This article will then deal with the political limitations of the Left when it comes to addressing these issues. They have long been brought up to accept elections are won on the basis of “It’s the economy stupid”.  But the current subordination of economic (and social and environmental) issues makes it very hard for this Left to recognise the centrality of the constitutional issue. In contrast to their armoury of immediate economic and social demands, (e.g. higher wages, defend the NHS), or even economic-environmental demands (e.g. a Green New Deal), this Left has no immediate political demands of its own, tending to tail-end those of others instead.

Therefore, in arguing that the political situation we confront today is based on a recognition that “It’s the constitution stupid”, this article will conclude by offering an immediate, democratic, republican ‘internationalism from below’ constitutional alternative based on the upholding of the sovereignty of the people.

1. Scotland

In Scotland on May 6th, the Nicola Sturgeon-led SNP won 64 out of 129 Holyrood seats – 1 short of an absolute majority. This was achieved on 47.7% of the constituency vote and 40.3% of the regional list vote. The turnout in the Holyrood election was 63.7% (up 7.6% on 2016). This compares with the 68.7% turnout in the 2019 Westminster election (which has a more restricted franchise on both age and ethnicity grounds). In Scotland, the significance of Holyrood is seen to be in the same league as that of Westminster. Here ironically the SNP are even more dominant (48 out of a total of 59 MPs) because of the First-Past-the-Post (FPTP) voting system, although disadvantaged by the more restricted franchise. Indeed, for many, participation in the Westminster elections is seen only as a necessary transition to a Westminster-less Scottish future.

In the Holyrood election, the socially liberal and constitutional nationalist SNP saw off first the combined conservative unionist challenge of the Scottish Tories (31 MSPs, no change), Labour MSPs (22 MSPs, down 2) and the Lib-Dems (4 MSPs, down 1); secondly the socially conservative and populist but still constitutional nationalist challenge of Alex Salmond’s Alba; and thirdly the reactionary unionist challenges from Reform UK (which lost its sitting MSP, a Tory defector) and UKIP (with many earlier UKIP supporters switching to the Tories, hoping, as in England, to push them further in a Right populist and reactionary unionist direction), the new Abolish the Scottish Parliament Party and George Galloway’s latest vanity vehicle, All for Unity. The political eclipse of openly reactionary unionist parties is to be welcomed. Furthermore, the political disappearance of hybrid Right/Left nationalist populists, George Galloway (now a Right ultra-British unionist) and Tommy Sheridan (a more socially conservative, Scottish Left populist) is also a positive development. They have both done much political damage on the Left.

Material shown
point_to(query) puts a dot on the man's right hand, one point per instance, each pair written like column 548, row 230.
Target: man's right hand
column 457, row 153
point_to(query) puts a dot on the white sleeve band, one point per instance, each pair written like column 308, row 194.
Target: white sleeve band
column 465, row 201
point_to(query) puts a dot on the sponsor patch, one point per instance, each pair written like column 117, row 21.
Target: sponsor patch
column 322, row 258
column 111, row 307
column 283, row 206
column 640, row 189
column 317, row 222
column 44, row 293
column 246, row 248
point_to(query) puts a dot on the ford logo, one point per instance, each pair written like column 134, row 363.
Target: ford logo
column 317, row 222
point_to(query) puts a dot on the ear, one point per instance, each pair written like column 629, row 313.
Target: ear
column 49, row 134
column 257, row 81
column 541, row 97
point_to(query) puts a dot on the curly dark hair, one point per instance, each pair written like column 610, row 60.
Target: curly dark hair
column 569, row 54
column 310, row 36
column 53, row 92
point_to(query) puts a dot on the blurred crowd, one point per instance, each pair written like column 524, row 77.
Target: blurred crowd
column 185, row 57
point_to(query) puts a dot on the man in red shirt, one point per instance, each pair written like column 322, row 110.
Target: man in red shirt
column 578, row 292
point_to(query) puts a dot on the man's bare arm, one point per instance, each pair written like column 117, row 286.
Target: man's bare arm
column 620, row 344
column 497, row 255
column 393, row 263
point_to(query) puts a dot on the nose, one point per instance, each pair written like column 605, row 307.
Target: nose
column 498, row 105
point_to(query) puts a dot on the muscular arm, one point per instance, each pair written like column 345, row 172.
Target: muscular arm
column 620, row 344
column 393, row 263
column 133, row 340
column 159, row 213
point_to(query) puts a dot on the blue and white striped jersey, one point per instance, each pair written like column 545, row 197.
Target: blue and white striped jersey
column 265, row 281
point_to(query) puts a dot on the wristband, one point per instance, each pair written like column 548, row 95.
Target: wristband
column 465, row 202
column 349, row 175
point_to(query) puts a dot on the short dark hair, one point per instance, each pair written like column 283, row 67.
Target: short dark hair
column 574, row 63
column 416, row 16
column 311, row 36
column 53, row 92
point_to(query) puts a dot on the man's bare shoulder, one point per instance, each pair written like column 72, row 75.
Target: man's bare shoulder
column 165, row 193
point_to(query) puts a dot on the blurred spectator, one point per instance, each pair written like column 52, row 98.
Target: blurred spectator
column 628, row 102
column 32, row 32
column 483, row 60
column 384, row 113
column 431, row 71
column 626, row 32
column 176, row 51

Exercise set
**1.** Could you rewrite the paragraph of the article excerpt on the Left and the constitution that begins "In Scotland on May 6th" as a bulleted list that keeps its main facts?
**2.** Can you sum up the article excerpt on the Left and the constitution in two sentences?
**3.** Could you continue the article excerpt on the Left and the constitution, starting right after its last sentence?

Results of the tasks
**1.**
- On May 6th, the Nicola Sturgeon-led SNP won 64 of 129 Holyrood seats, one short of an absolute majority.
- It won 47.7% of the constituency vote and 40.3% of the regional list vote.
- Holyrood turnout was 63.7%, up 7.6% on 2016. Turnout in the 2019 Westminster election was 68.7%, though that election has a more restricted franchise on age and ethnicity grounds.
- In Scotland, Holyrood is seen as being in the same league as Westminster.
- At Westminster the SNP is even more dominant, with 48 of 59 MPs, because of First-Past-the-Post, although the more restricted franchise disadvantages it.
- For many, taking part in Westminster elections is only a necessary transition to a Westminster-less Scottish future.

**2.** The article excerpt argues that the Left, raised on "It's the economy stupid," finds it hard to recognize the centrality of the constitutional issue and has no immediate political demands of its own, so it will conclude by offering a democratic, republican 'internationalism from below' alternative based on the sovereignty of the people. In Scotland's Holyrood election, the SNP won 64 of 129 seats and saw off unionist, Alba and reactionary unionist challenges, and the excerpt welcomes the eclipse of reactionary unionist parties and the political disappearance of George Galloway and Tommy Sheridan.

**3.**
The Scottish Greens also improved their position on May 6th, gaining an extra 2 MSPs, all on the regional list vote (8.2%). An immediate issue is whether they will enter a formal coalition government with the SNP, something its more centrist leaders, Patrick Harvey and Lorna Slater, favour. If this happens, it will be argued that such a coalition strengthens the case for pushing IndyRef2, backed by an absolute majority of 65 MSPs – 72 in favour, 57 against. However, a coalition would more clearly tie the Scottish Greens in with the SNP leadership’s neo-liberal economic and social (in education and health) policies and its very cautious independence strategy. This is unlikely to make much headway against Johnson’s reactionary unionist UK government.

This approach could also lead to some tensions within the Scottish Greens from rank and file members, reinvigorated by participation in direct action along with Extinction Rebellion, and in active social campaigns, e.g. Living Rent. Differences could emerge over whether or not to reaffiliate to a re-founded national Radical Independence Campaign (RIC). In practice, the Scottish Greens’ work in the original national RIC was confined to its Left members, including Maggie Chapman, now however elected as a list MSP.

But the continued absence of any independent Left political challenge to constitutional nationalism still provides a later opening for a more socially conservative, but also more street orientated nationalism, aimed at putting pressure on the SNP.  Even if this doesn’t take the form of a Salmond-led Alba, after his failure to make any electoral breakthrough, Alba still has 2 Westminster MPs and 13 local councillors. Alba’s two MPs are very unlikely to survive another Westminster election. There may, however, be opportunities for Alba local councillors in next year’s local council elections, with its own Proportional Representation (PR) system of voting. And with Alba having no MSPs, and only 2 MPs with little future prospects, it will feel less restrained. This could lead to Alba office bearers in Scotland Now re-emphasising the importance of extra-parliamentary activity after Covid-19, but making a more strident criticism of the SNP (and the Scottish Greens) than its predecessor, All Under One Banner, when many of its leading members were still then in the SNP.

2. Wales

In Wales, in contrast to Scotland, Labour emerged the winner on May 6th. Labour took 30 seats representing exactly half of the Senedd’s 60 MSs. This was achieved on the basis of 39.6% of the constituency vote and 36% of the list vote. This compares to the SNP’s failure to win a majority at Holyrood by 1 seat, despite having a higher level of support in both the Scottish constituency and regional list votes. The Senedd election turnout was 46.5% (only up 1.2% on 2016), considerably less than for the Holyrood election, and also lower in comparison to the 66.6% turnout in Wales in the 2019 Westminster election. However, the franchise was also extended to 16-18 year olds for the first time, following the precedent established in Scotland.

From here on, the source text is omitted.